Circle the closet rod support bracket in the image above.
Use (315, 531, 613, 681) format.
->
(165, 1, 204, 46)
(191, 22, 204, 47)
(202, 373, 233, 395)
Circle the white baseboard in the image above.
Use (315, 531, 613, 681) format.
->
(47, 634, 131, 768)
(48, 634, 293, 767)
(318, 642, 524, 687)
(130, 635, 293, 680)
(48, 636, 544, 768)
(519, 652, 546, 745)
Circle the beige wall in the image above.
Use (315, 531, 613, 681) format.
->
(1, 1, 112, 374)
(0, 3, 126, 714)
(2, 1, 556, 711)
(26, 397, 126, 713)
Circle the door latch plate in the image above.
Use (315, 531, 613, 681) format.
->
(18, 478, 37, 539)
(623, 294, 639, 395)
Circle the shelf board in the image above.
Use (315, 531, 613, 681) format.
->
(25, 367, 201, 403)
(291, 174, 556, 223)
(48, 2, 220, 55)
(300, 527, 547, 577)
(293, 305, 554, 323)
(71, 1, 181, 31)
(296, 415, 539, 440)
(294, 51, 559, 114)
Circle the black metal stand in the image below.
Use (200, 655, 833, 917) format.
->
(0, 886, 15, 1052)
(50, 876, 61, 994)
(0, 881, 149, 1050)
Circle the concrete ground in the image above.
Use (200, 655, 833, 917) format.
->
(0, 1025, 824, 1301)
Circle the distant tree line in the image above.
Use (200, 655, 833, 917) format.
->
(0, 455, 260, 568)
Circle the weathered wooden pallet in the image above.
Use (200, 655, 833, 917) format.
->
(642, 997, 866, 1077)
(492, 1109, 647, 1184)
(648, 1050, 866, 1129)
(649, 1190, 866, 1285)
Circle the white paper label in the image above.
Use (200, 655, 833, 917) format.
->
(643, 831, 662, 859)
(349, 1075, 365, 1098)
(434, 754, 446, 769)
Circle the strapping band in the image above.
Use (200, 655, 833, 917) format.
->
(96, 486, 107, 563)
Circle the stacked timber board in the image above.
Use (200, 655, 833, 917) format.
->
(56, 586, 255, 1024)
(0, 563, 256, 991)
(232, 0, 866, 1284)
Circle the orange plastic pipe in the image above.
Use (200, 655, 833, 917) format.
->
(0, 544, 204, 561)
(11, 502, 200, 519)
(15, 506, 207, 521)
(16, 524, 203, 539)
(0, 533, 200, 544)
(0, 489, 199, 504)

• • • • •

WHAT YOU SHOULD DO:
The full set of records is to be written out once more, word for word.

ANSWER SPACE:
Circle the closet rod support bracket in the image above.
Use (315, 531, 613, 681) format.
->
(165, 1, 204, 46)
(191, 22, 204, 47)
(202, 373, 233, 395)
Circle the white baseboard in the image above.
Use (315, 531, 613, 681) format.
->
(47, 634, 131, 768)
(48, 634, 293, 767)
(318, 642, 524, 687)
(130, 635, 293, 680)
(48, 636, 544, 768)
(519, 652, 546, 745)
Circle the beige wall in the image above.
Use (315, 531, 613, 681) format.
->
(1, 1, 112, 374)
(0, 3, 126, 714)
(2, 1, 556, 711)
(26, 397, 126, 713)
Circle the door latch plate in the image above.
Use (315, 531, 613, 681) format.
->
(18, 478, 37, 539)
(623, 294, 639, 395)
Circle the shelf board in the image above.
Use (315, 531, 613, 681) format.
->
(25, 367, 201, 403)
(291, 174, 556, 223)
(48, 2, 220, 55)
(300, 527, 547, 577)
(293, 305, 554, 323)
(71, 1, 181, 31)
(296, 415, 539, 440)
(294, 51, 559, 114)
Circle the black metal stand in the image below.
Use (200, 655, 833, 917) format.
->
(0, 886, 15, 1052)
(50, 876, 61, 994)
(0, 881, 149, 1050)
Circle the concrete ground in the image above.
Use (200, 655, 833, 917) format.
->
(0, 1025, 824, 1301)
Circle the distant tree line in the image above.
Use (200, 655, 833, 917) format.
->
(0, 455, 260, 568)
Circle the weathered wooden pallet in the image above.
Use (200, 655, 833, 917) format.
->
(642, 997, 866, 1077)
(492, 1109, 647, 1184)
(648, 1050, 866, 1129)
(649, 1190, 866, 1285)
Circle the white paper label in the image above.
Use (200, 655, 833, 917) format.
->
(643, 831, 662, 859)
(349, 1075, 365, 1098)
(434, 754, 446, 769)
Circle the strapping band in the image above.
Use (200, 655, 833, 917) format.
->
(96, 486, 107, 563)
Circle the stacked timber board in the image above.
Use (200, 655, 833, 917) format.
->
(56, 586, 255, 1024)
(0, 563, 256, 991)
(232, 0, 866, 1284)
Circle the orange plastic pipe in the image above.
Use (200, 655, 833, 917) format.
->
(0, 544, 204, 561)
(11, 502, 200, 519)
(15, 506, 207, 521)
(16, 524, 203, 539)
(0, 533, 200, 544)
(0, 489, 199, 504)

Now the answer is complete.